**REQUEST**
Please print every record below exactly as it appears.

**ENTRIES SHOWN**

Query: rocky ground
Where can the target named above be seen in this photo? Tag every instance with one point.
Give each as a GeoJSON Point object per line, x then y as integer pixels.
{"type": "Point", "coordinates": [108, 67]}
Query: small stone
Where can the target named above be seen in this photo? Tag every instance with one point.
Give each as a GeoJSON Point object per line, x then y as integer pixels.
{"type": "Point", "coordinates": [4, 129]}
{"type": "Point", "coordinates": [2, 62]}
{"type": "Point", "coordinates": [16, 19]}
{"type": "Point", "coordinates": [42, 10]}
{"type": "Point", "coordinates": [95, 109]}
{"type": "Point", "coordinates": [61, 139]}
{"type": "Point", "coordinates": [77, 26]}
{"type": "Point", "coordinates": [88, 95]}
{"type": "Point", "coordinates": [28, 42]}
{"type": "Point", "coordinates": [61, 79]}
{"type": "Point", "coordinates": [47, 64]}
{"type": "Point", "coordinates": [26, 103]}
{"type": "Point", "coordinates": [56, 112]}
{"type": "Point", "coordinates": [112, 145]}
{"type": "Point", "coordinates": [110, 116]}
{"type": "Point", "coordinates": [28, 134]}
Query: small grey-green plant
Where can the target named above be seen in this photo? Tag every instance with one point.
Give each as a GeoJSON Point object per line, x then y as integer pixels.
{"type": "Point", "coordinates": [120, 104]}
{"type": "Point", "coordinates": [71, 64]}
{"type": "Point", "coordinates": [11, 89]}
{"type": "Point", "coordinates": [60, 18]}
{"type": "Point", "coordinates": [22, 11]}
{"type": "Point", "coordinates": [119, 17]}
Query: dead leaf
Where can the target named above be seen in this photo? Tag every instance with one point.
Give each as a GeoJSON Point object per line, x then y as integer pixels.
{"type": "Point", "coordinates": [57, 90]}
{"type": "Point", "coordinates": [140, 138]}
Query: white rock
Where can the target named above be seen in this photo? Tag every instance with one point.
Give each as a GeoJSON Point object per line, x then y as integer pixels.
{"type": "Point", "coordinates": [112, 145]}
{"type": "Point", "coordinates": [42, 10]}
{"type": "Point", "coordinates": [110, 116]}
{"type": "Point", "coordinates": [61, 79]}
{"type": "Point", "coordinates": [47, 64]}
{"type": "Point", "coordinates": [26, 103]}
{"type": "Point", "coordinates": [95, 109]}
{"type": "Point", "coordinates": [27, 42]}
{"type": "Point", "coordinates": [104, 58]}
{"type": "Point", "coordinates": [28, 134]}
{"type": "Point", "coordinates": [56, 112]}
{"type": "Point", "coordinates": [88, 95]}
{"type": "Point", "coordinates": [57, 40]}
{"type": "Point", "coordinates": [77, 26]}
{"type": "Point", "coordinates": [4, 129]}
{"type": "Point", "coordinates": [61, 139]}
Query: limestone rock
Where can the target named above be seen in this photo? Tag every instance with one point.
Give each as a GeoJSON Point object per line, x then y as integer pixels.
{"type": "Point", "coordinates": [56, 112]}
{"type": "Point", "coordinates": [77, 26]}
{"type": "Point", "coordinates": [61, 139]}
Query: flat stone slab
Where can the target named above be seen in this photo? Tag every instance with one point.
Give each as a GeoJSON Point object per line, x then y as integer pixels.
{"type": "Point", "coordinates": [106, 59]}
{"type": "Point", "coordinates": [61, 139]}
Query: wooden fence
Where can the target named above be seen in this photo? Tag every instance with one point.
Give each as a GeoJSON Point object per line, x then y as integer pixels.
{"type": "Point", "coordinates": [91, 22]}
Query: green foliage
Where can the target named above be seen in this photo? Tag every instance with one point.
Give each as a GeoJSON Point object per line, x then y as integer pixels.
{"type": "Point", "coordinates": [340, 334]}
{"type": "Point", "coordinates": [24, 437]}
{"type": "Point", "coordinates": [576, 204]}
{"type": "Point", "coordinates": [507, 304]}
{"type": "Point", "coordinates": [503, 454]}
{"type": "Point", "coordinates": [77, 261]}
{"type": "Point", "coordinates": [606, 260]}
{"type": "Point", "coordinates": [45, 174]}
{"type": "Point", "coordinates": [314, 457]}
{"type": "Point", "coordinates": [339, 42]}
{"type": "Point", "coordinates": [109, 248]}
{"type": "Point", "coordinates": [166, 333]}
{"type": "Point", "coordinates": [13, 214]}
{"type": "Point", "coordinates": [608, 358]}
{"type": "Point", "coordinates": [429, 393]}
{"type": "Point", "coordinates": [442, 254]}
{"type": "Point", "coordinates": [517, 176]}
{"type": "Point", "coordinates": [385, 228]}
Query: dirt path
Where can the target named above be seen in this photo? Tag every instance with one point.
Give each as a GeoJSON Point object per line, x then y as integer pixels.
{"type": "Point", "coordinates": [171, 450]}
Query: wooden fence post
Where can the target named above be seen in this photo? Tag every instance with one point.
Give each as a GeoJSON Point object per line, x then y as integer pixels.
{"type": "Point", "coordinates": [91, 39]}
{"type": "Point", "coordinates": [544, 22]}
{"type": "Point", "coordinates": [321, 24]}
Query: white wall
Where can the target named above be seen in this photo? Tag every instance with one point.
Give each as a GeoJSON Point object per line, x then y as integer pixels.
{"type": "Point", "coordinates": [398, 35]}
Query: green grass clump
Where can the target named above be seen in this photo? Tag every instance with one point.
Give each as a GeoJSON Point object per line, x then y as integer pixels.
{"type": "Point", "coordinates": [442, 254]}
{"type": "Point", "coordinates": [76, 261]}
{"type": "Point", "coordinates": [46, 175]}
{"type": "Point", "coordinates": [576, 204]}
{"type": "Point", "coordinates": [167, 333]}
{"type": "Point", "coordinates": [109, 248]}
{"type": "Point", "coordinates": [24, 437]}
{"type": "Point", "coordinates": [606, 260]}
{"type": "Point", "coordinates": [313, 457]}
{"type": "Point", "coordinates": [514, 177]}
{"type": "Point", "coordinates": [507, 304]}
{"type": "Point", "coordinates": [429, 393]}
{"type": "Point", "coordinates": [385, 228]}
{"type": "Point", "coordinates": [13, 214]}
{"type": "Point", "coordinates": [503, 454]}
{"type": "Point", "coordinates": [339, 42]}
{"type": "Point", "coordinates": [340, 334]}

**CORRECT ANSWER**
Query: rocky ground
Where can the target named above be seen in this photo? Tag every instance with one point.
Give each as a GeoJSON Point object per line, x then y as integer pixels.
{"type": "Point", "coordinates": [108, 67]}
Query: small stone
Where can the target named above be seen in this photo? Tag every instance with one point.
Give each as a GeoJSON Point object per line, x then y as integer pixels.
{"type": "Point", "coordinates": [4, 129]}
{"type": "Point", "coordinates": [2, 62]}
{"type": "Point", "coordinates": [16, 19]}
{"type": "Point", "coordinates": [42, 10]}
{"type": "Point", "coordinates": [95, 109]}
{"type": "Point", "coordinates": [61, 139]}
{"type": "Point", "coordinates": [77, 26]}
{"type": "Point", "coordinates": [88, 95]}
{"type": "Point", "coordinates": [28, 42]}
{"type": "Point", "coordinates": [61, 79]}
{"type": "Point", "coordinates": [47, 64]}
{"type": "Point", "coordinates": [26, 103]}
{"type": "Point", "coordinates": [56, 112]}
{"type": "Point", "coordinates": [112, 145]}
{"type": "Point", "coordinates": [110, 116]}
{"type": "Point", "coordinates": [28, 134]}
Query: small grey-green plant
Where can the target named above be seen in this photo? Tag every instance with one point.
Give each as a GeoJSON Point object per line, x then y as integer pixels.
{"type": "Point", "coordinates": [120, 104]}
{"type": "Point", "coordinates": [71, 64]}
{"type": "Point", "coordinates": [11, 89]}
{"type": "Point", "coordinates": [60, 18]}
{"type": "Point", "coordinates": [22, 11]}
{"type": "Point", "coordinates": [119, 17]}
Query: dead leaf
Where can the target named above be seen in this photo? Tag every instance with one point.
Give each as a GeoJSON Point object per line, x then y as integer pixels.
{"type": "Point", "coordinates": [57, 90]}
{"type": "Point", "coordinates": [140, 138]}
Query: white rock
Where can the target named above be seen in this photo? Tag every instance with one point.
Give each as a GeoJSON Point object per line, x then y as integer pixels.
{"type": "Point", "coordinates": [112, 145]}
{"type": "Point", "coordinates": [42, 10]}
{"type": "Point", "coordinates": [110, 116]}
{"type": "Point", "coordinates": [61, 79]}
{"type": "Point", "coordinates": [47, 64]}
{"type": "Point", "coordinates": [26, 103]}
{"type": "Point", "coordinates": [95, 109]}
{"type": "Point", "coordinates": [27, 42]}
{"type": "Point", "coordinates": [104, 58]}
{"type": "Point", "coordinates": [28, 134]}
{"type": "Point", "coordinates": [56, 112]}
{"type": "Point", "coordinates": [88, 95]}
{"type": "Point", "coordinates": [57, 40]}
{"type": "Point", "coordinates": [77, 26]}
{"type": "Point", "coordinates": [4, 129]}
{"type": "Point", "coordinates": [61, 139]}
Query: limestone rock
Where can the target named above be seen in this photo? Tag every instance with one point.
Give each as a GeoJSON Point object per line, x then y as integer pixels.
{"type": "Point", "coordinates": [56, 112]}
{"type": "Point", "coordinates": [77, 26]}
{"type": "Point", "coordinates": [61, 139]}
Query: flat stone slab
Where can the target named above be seen in this photo? Tag every instance with one point.
Give each as a GeoJSON Point object per line, x then y as integer pixels.
{"type": "Point", "coordinates": [106, 59]}
{"type": "Point", "coordinates": [61, 139]}
Query: wooden fence
Where can the target named above be seen in this photo? Tag every instance with one point.
Give each as a GeoJSON Point object per line, x then y as integer pixels.
{"type": "Point", "coordinates": [91, 22]}
Query: green foliage
Where can the target named above be seen in this photo? Tag every instance with one point.
Give each as a GeoJSON Point object per line, x then y as integer pixels.
{"type": "Point", "coordinates": [340, 334]}
{"type": "Point", "coordinates": [24, 437]}
{"type": "Point", "coordinates": [576, 204]}
{"type": "Point", "coordinates": [507, 304]}
{"type": "Point", "coordinates": [503, 454]}
{"type": "Point", "coordinates": [77, 261]}
{"type": "Point", "coordinates": [606, 260]}
{"type": "Point", "coordinates": [45, 174]}
{"type": "Point", "coordinates": [314, 457]}
{"type": "Point", "coordinates": [339, 42]}
{"type": "Point", "coordinates": [109, 248]}
{"type": "Point", "coordinates": [166, 333]}
{"type": "Point", "coordinates": [13, 214]}
{"type": "Point", "coordinates": [608, 358]}
{"type": "Point", "coordinates": [429, 393]}
{"type": "Point", "coordinates": [442, 254]}
{"type": "Point", "coordinates": [517, 176]}
{"type": "Point", "coordinates": [385, 228]}
Query: dirt path
Where can the target named above be seen in this photo? Tag every instance with one point.
Give each as a GeoJSON Point object per line, x then y as integer pixels.
{"type": "Point", "coordinates": [171, 450]}
Query: wooden fence post
Where can the target named above be seen in this photo? Tag every instance with one point.
Give each as a GeoJSON Point object per line, x then y as integer pixels.
{"type": "Point", "coordinates": [91, 39]}
{"type": "Point", "coordinates": [544, 22]}
{"type": "Point", "coordinates": [321, 24]}
Query: white wall
Where can the target named above be seen in this photo? Tag every instance with one point.
Give each as a GeoJSON Point object per line, x then y as integer pixels.
{"type": "Point", "coordinates": [398, 35]}
Query: green grass clump
Where can the target named above be seen in this photo? Tag every instance with one point.
Give each as a GeoJSON Point object per line, x then y as integer pixels.
{"type": "Point", "coordinates": [442, 254]}
{"type": "Point", "coordinates": [76, 261]}
{"type": "Point", "coordinates": [46, 175]}
{"type": "Point", "coordinates": [576, 204]}
{"type": "Point", "coordinates": [167, 333]}
{"type": "Point", "coordinates": [109, 248]}
{"type": "Point", "coordinates": [24, 437]}
{"type": "Point", "coordinates": [606, 260]}
{"type": "Point", "coordinates": [313, 457]}
{"type": "Point", "coordinates": [514, 177]}
{"type": "Point", "coordinates": [507, 304]}
{"type": "Point", "coordinates": [429, 393]}
{"type": "Point", "coordinates": [385, 228]}
{"type": "Point", "coordinates": [13, 214]}
{"type": "Point", "coordinates": [503, 454]}
{"type": "Point", "coordinates": [339, 42]}
{"type": "Point", "coordinates": [340, 334]}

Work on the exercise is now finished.